INSTRUCTIONS =>
1. Translate this sentence from the HTML parsing article into Spanish: "The code uses BeautifulSoup library, the well-known parsing library written in Python."
2. In the HTML parsing article, condense the paragraph beginning "According to Wikipedia" into a shorter version that keeps its main facts.
3. Echo the HTML parsing article word for word from "Parser Environment" to "on our system.".

SOURCE EXCERPT =>
══════

Hello Coder,
This article presents a few practical code snippets to extract and process HTML information using an HTML Parser written in Python / BS4 library. Following topics will be covered:
- ✅ Load the Html
- ✅ Scan the file for assets: images, Javascript files, CSS files
- ✅ Change the path of an existing asset
- ✅ Update existing elements: change the src attribute of an image
- ✅ Locate an element based on the id
- ✅ Remove an element from the DOM tree
- ✅ Process an existing component: remove hardcoded text
- ✅ Save the processed HTML to a file
What is an HTML Parser
According to Wikipedia, Parsing or syntactic analysis is the process of analyzing a string of symbols, either in natural language or in computer languages, according to the rules of a formal grammar. The meaning of HTML parsing applied here means to load the HTML, extract and process the relevant information like head title, page assets, main sections and later on, save the processed file.
Parser Environment
The code uses BeautifulSoup library, the well-known parsing library written in Python. To start coding, we need a few modules installed on our system.

══════

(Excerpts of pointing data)

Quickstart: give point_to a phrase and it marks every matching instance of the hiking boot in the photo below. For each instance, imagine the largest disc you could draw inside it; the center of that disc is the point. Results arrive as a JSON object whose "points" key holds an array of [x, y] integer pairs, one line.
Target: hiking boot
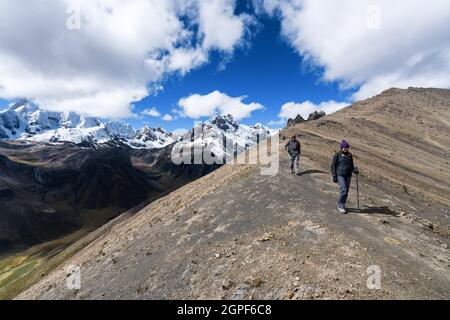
{"points": [[341, 209]]}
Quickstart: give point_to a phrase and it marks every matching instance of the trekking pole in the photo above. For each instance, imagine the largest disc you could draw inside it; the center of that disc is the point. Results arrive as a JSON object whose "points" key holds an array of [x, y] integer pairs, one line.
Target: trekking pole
{"points": [[357, 190]]}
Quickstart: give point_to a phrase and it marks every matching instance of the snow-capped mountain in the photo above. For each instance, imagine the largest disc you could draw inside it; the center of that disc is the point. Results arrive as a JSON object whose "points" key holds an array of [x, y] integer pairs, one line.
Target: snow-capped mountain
{"points": [[224, 134], [24, 120]]}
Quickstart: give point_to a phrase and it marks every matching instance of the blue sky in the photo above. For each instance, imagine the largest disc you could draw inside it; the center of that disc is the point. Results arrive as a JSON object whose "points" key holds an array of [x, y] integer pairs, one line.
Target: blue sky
{"points": [[285, 57], [269, 72]]}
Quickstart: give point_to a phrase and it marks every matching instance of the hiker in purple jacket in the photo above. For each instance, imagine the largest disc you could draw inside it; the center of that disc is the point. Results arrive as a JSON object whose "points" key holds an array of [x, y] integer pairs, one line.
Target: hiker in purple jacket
{"points": [[293, 148], [342, 168]]}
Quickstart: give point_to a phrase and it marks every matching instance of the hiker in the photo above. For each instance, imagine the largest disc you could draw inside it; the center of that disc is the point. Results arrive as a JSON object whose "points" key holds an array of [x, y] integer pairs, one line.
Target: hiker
{"points": [[342, 168], [293, 148]]}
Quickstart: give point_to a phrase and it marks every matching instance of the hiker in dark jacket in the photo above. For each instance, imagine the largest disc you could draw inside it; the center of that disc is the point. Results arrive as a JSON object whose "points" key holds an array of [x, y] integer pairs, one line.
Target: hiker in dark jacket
{"points": [[293, 148], [342, 168]]}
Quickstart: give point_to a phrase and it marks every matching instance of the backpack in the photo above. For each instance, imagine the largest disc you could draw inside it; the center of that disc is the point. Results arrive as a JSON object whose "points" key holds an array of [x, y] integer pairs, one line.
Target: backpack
{"points": [[293, 147]]}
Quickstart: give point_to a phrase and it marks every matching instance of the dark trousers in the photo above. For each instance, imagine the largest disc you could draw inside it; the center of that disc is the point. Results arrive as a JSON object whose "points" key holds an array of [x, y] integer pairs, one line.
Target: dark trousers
{"points": [[344, 187], [295, 159]]}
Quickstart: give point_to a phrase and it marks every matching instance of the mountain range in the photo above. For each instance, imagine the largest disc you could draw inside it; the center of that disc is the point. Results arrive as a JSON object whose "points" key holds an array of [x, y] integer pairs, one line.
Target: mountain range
{"points": [[234, 234]]}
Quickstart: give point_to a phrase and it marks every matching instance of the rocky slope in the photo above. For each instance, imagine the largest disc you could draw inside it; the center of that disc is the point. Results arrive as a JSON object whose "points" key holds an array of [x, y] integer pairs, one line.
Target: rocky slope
{"points": [[235, 234]]}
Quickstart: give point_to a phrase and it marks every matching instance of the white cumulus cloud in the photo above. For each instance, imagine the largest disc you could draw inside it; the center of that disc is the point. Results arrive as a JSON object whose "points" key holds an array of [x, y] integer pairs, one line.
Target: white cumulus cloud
{"points": [[167, 117], [370, 44], [120, 53], [152, 112], [216, 103]]}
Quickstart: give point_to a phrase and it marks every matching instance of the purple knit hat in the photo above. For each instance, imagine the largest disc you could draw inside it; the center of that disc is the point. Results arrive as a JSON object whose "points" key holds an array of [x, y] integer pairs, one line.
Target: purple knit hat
{"points": [[344, 144]]}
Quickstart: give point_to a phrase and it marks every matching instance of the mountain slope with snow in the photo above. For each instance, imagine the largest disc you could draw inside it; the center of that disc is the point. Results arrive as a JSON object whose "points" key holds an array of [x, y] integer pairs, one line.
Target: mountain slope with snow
{"points": [[24, 120]]}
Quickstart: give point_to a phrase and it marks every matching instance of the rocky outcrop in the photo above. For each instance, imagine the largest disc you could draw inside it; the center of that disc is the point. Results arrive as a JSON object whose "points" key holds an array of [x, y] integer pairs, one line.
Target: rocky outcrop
{"points": [[316, 115], [312, 116], [297, 120]]}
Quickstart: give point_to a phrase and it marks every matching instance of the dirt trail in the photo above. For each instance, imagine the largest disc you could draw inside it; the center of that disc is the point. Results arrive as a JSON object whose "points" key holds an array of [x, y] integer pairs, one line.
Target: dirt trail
{"points": [[235, 234]]}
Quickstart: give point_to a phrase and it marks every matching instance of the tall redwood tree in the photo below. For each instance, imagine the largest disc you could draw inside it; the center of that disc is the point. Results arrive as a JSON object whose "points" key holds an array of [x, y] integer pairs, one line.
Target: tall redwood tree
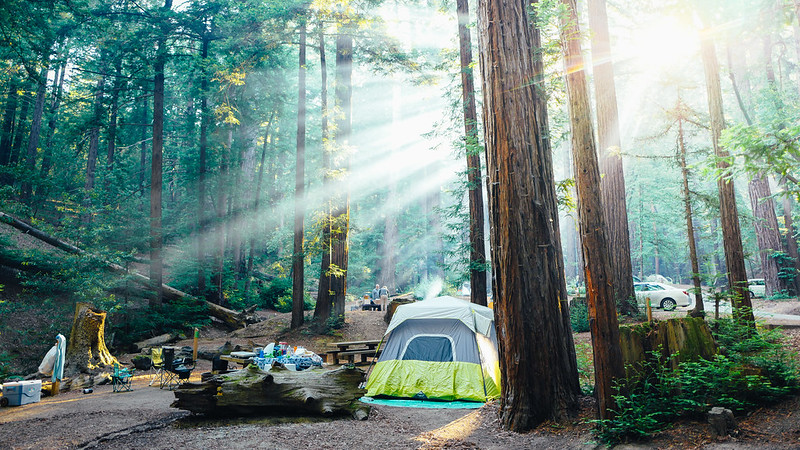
{"points": [[537, 354]]}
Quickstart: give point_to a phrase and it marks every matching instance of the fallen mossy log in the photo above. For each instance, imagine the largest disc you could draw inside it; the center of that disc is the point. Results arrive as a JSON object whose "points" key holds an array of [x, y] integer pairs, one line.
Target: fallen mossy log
{"points": [[252, 391], [673, 340], [233, 319]]}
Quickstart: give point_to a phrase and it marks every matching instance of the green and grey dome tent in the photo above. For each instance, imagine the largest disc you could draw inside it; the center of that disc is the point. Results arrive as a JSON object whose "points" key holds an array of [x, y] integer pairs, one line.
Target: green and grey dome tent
{"points": [[443, 348]]}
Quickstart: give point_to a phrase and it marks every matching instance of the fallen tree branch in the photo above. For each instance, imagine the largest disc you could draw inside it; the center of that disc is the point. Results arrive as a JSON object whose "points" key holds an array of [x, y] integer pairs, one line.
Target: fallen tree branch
{"points": [[231, 318]]}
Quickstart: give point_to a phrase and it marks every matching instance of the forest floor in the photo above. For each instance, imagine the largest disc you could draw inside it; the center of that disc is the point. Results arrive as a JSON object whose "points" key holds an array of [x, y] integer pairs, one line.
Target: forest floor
{"points": [[144, 418]]}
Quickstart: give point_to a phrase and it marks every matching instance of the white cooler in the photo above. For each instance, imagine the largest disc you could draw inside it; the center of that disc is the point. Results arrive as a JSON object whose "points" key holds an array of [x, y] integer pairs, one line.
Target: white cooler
{"points": [[22, 392]]}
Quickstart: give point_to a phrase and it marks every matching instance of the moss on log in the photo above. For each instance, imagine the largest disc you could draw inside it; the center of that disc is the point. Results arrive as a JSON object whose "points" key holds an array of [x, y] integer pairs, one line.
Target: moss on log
{"points": [[251, 391], [675, 340]]}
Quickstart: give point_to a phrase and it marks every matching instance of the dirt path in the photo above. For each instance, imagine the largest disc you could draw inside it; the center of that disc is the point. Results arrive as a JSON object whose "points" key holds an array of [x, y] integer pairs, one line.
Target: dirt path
{"points": [[143, 419]]}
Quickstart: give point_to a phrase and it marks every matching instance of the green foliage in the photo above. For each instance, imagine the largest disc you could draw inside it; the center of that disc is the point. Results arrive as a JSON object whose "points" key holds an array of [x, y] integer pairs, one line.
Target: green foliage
{"points": [[583, 353], [752, 369], [333, 325], [433, 287], [579, 315], [132, 324], [278, 288], [284, 303]]}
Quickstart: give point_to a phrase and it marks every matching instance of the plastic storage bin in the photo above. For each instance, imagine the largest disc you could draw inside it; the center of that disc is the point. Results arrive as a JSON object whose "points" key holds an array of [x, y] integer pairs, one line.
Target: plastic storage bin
{"points": [[22, 392]]}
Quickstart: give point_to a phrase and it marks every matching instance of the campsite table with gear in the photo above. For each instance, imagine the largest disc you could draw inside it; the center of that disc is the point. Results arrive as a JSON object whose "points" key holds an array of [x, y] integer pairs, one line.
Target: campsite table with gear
{"points": [[349, 350]]}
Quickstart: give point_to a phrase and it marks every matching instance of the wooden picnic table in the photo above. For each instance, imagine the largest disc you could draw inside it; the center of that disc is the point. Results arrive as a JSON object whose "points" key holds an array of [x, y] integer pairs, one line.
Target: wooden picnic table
{"points": [[350, 349], [243, 361]]}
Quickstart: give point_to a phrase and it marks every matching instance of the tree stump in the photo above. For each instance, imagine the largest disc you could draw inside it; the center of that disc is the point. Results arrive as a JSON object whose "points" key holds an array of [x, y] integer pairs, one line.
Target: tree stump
{"points": [[722, 422], [251, 391], [689, 338], [86, 348]]}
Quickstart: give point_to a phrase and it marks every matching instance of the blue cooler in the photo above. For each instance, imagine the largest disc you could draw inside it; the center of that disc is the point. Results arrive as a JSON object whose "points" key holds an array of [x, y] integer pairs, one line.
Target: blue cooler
{"points": [[22, 392]]}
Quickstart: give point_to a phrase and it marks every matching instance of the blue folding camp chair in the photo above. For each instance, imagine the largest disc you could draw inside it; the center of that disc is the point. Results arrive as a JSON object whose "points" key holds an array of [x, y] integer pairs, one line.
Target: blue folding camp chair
{"points": [[121, 379]]}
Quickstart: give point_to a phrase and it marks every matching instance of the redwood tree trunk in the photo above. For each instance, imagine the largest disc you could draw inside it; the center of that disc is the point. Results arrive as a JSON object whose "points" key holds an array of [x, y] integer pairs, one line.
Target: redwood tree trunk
{"points": [[322, 311], [47, 152], [729, 218], [298, 257], [341, 216], [537, 355], [205, 115], [477, 255], [94, 145], [698, 310], [612, 183], [86, 346], [791, 244], [12, 100], [19, 129], [599, 288], [156, 239], [112, 123], [767, 233], [33, 140]]}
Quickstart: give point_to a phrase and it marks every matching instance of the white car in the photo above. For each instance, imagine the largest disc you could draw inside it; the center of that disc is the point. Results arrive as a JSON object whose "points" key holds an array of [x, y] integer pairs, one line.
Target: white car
{"points": [[756, 287], [661, 295]]}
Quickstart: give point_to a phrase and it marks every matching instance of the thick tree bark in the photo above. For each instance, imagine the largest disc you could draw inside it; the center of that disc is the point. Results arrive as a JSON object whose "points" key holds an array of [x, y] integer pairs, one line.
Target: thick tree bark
{"points": [[256, 213], [47, 151], [612, 182], [729, 218], [279, 391], [322, 310], [537, 355], [156, 173], [340, 225], [387, 272], [111, 148], [791, 244], [143, 146], [674, 340], [766, 221], [298, 255], [698, 310], [218, 294], [94, 145], [86, 346], [767, 233], [477, 255], [21, 127], [12, 100], [599, 284], [33, 140], [205, 116]]}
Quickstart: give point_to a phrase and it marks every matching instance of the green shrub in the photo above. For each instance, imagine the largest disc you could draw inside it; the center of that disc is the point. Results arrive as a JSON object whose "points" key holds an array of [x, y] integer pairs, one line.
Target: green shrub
{"points": [[180, 316], [279, 287], [579, 315], [284, 303], [752, 369]]}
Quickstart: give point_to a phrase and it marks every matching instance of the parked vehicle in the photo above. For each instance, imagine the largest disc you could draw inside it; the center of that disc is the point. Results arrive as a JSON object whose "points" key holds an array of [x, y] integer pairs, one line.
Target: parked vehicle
{"points": [[756, 287], [661, 295]]}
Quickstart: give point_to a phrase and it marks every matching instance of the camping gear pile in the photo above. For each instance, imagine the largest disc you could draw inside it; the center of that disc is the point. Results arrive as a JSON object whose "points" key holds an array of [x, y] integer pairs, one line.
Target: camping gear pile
{"points": [[443, 348], [293, 358], [19, 393]]}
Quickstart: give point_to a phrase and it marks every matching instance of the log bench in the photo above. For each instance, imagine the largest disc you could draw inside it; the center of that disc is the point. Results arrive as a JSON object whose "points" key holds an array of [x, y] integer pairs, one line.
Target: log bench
{"points": [[346, 351]]}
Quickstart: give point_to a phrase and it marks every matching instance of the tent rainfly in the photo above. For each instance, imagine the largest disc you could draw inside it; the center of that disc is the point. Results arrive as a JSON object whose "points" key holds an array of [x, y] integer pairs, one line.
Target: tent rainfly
{"points": [[443, 348]]}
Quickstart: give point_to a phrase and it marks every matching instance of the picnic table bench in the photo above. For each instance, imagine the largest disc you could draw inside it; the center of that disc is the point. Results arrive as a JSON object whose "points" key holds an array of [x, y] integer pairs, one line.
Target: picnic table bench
{"points": [[349, 350], [243, 361]]}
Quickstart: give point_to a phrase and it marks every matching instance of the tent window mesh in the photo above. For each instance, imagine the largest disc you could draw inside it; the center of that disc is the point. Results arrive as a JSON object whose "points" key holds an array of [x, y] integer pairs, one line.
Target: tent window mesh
{"points": [[429, 348]]}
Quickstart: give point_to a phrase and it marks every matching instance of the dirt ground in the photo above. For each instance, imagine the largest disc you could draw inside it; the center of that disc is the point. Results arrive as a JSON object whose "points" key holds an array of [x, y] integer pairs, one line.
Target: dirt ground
{"points": [[144, 418]]}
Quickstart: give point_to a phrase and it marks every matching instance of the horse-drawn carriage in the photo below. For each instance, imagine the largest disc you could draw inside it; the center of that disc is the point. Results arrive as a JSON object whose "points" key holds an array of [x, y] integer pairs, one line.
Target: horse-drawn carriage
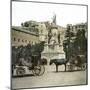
{"points": [[22, 62], [77, 63], [32, 64]]}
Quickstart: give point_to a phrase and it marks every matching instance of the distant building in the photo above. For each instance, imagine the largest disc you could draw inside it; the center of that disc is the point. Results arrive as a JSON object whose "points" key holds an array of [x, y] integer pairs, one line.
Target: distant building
{"points": [[75, 28], [23, 36]]}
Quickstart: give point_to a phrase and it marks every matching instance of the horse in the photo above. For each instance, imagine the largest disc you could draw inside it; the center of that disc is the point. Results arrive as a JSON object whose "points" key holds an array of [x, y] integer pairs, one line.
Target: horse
{"points": [[58, 62]]}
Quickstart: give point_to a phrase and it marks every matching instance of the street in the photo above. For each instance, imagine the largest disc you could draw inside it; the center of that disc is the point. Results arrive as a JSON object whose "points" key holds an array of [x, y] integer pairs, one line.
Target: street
{"points": [[50, 78]]}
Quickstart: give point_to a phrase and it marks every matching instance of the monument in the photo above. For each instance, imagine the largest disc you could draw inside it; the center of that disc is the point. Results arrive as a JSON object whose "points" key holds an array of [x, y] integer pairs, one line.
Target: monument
{"points": [[53, 37]]}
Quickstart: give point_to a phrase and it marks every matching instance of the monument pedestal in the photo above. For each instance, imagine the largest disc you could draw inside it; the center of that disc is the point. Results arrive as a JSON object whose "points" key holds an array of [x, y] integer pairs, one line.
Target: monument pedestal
{"points": [[53, 52]]}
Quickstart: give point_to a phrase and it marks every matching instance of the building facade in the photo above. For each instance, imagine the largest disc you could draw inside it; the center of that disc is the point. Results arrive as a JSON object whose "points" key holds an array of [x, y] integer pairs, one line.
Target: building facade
{"points": [[23, 36]]}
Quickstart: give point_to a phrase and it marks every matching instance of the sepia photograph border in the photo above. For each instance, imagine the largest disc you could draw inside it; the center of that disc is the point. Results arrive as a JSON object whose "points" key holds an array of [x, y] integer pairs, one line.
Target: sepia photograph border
{"points": [[11, 41]]}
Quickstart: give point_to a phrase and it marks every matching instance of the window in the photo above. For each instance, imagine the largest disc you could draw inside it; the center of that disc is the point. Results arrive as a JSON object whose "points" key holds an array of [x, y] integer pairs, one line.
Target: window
{"points": [[14, 39]]}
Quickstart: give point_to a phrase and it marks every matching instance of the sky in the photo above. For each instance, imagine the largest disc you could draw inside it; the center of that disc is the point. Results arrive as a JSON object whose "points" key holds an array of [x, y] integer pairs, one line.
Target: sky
{"points": [[65, 14]]}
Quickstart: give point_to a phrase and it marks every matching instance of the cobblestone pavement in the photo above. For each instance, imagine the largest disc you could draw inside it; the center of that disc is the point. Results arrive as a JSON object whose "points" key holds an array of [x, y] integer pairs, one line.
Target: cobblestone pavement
{"points": [[50, 78]]}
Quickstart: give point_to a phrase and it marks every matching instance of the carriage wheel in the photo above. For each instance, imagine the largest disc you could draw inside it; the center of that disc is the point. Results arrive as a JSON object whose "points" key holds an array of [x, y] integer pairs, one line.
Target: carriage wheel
{"points": [[20, 71], [83, 67], [36, 70]]}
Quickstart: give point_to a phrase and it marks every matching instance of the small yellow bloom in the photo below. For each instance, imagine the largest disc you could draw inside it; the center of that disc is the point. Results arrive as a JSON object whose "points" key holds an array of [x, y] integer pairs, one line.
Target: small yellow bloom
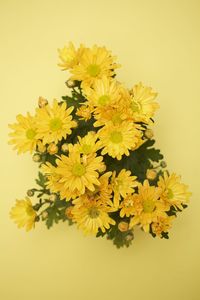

══════

EXPECTED RESPONSES =>
1. El código usa la biblioteca BeautifulSoup, la conocida biblioteca de análisis sintáctico escrita en Python.

2. Wikipedia defines parsing, or syntactic analysis, as analyzing a string of symbols in natural or computer languages by the rules of a formal grammar. Here, HTML parsing means loading the HTML, extracting and processing information such as the head title, page assets and main sections, then saving the processed file.

3.
Parser Environment
The code uses BeautifulSoup library, the well-known parsing library written in Python. To start coding, we need a few modules installed on our system.